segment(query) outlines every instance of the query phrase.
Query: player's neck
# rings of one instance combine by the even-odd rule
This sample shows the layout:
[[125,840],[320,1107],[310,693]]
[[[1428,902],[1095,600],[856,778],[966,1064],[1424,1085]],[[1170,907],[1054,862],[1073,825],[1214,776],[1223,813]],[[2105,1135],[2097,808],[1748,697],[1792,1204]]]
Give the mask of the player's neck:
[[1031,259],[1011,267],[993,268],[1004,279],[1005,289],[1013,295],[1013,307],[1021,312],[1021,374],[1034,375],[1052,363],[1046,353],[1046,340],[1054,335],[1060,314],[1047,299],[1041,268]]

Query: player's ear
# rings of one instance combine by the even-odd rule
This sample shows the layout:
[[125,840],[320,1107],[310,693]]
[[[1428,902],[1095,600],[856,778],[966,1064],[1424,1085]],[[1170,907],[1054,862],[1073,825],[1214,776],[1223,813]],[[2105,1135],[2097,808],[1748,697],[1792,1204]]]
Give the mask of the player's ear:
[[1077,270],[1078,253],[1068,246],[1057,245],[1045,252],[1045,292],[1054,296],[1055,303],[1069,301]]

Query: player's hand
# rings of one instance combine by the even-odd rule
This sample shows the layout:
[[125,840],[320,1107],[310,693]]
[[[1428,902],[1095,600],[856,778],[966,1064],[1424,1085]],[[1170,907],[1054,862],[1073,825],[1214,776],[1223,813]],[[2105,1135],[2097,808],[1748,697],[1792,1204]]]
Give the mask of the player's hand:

Exercise:
Output all entries again exactly; no line may be altered.

Answer box:
segment(query) outlines every instance of the query phrase.
Query: player's neck
# rings of one instance combine by the even-odd rule
This sample shows the layout:
[[125,840],[320,1107],[310,693]]
[[[1428,902],[1095,600],[856,778],[966,1064],[1424,1085]],[[1170,907],[1054,862],[1073,825],[1214,776],[1223,813]],[[2105,1135],[2097,808],[1748,697],[1792,1204]]]
Give the mask of the player's neck:
[[1031,259],[1011,267],[993,268],[1004,279],[1005,289],[1013,295],[1013,307],[1021,312],[1021,374],[1034,375],[1052,363],[1046,353],[1046,340],[1054,335],[1060,314],[1047,299],[1041,268]]

Query: player's ear
# rings of one instance combine by the even-odd rule
This sample shows the layout:
[[125,840],[320,1107],[310,693]]
[[[1428,902],[1095,600],[856,778],[966,1064],[1424,1085]],[[1170,907],[1054,862],[1073,825],[1214,776],[1223,813]],[[2105,1135],[2097,808],[1748,697],[1792,1204]]]
Give the mask of the player's ear:
[[1077,270],[1078,253],[1068,246],[1057,245],[1045,252],[1045,292],[1054,296],[1055,303],[1069,301]]

Query: player's hand
# rings of one instance combine by the even-odd rule
This sample shows the layout:
[[125,840],[320,1107],[310,693]]
[[[1428,902],[1095,600],[856,778],[966,1064],[1424,1085]],[[1170,907],[1054,862],[1073,825],[1214,776],[1223,813]],[[2105,1135],[2097,808],[1748,697],[1792,1204]]]
Give the mask of the player's hand:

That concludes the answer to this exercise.